YOUR TASK:
Print out the records that follow, exactly and completely.

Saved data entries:
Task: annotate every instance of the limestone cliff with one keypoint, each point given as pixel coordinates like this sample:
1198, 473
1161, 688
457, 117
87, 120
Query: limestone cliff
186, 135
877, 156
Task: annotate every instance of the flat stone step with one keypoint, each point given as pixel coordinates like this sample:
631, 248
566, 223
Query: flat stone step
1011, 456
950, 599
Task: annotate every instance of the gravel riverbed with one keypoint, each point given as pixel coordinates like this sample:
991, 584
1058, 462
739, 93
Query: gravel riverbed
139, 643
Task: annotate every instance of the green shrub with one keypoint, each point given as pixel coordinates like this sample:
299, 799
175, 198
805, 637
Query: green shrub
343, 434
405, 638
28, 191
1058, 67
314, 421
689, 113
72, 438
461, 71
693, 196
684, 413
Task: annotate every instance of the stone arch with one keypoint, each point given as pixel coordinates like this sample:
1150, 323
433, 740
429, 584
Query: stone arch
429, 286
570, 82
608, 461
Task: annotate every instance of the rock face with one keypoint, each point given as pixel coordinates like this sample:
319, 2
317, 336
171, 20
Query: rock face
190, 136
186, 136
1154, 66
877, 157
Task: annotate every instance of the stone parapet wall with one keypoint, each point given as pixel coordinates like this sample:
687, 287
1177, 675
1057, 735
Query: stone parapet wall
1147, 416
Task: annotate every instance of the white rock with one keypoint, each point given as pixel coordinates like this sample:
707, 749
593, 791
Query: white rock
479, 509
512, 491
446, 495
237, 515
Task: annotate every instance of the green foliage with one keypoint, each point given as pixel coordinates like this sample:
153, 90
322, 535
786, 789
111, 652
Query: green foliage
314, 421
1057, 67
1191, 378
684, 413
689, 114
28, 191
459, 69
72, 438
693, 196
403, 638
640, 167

SOLUTION FOR THIS PROBLEM:
Task: annotate every instance of the limestone cliff with one keypoint, each point given as pixel coordinates like this sample:
1198, 473
1161, 688
457, 117
87, 120
Query: limestone cliff
186, 135
877, 156
Task: annotate every instance of the flat stone step with one keypoint, each point given as pixel coordinates like this sample:
631, 248
566, 223
Query: flat stone step
1011, 456
950, 599
Task: annotate every instance of the gravel riverbed with one keypoint, each point given as pixel coordinates like this sample:
991, 584
1058, 462
739, 93
Query: gravel riverbed
139, 643
Task: annotate every instance of the green shrub with one keypoint, each point given as pixel coordinates like this sample:
299, 799
175, 198
805, 637
Query: green shrub
343, 434
405, 638
28, 191
1058, 67
314, 421
689, 113
72, 438
461, 71
693, 196
684, 413
Task: annotate every instance of the stone arch with one keypoint, each point given as pixel coordinates like this sample:
1150, 323
433, 740
429, 584
Query: stone arch
429, 286
570, 82
608, 461
Task: annotate every instance of the rock face with one keypoint, each point given as pixel coordinates like this sample:
319, 2
317, 336
171, 20
Query: rock face
190, 136
186, 136
1154, 66
877, 157
Task: annotate every instance of the stone parapet wall with one keypoint, each point given as pixel coordinates like this sample:
687, 287
1177, 675
1057, 735
Query: stone parapet wall
1147, 416
Task: annotate every instance of the white rock with one keypoint, each point given as pixel coordinates like this sample:
707, 749
593, 791
Query: white rock
479, 509
512, 491
446, 495
237, 515
Task: annotate every instance of the green foliage with one keypoint, each point given as pixel coordinates like this sample:
153, 90
322, 535
786, 789
111, 652
Query: green foliage
314, 421
1057, 67
1191, 378
684, 413
689, 114
28, 191
459, 69
72, 438
693, 196
403, 638
640, 167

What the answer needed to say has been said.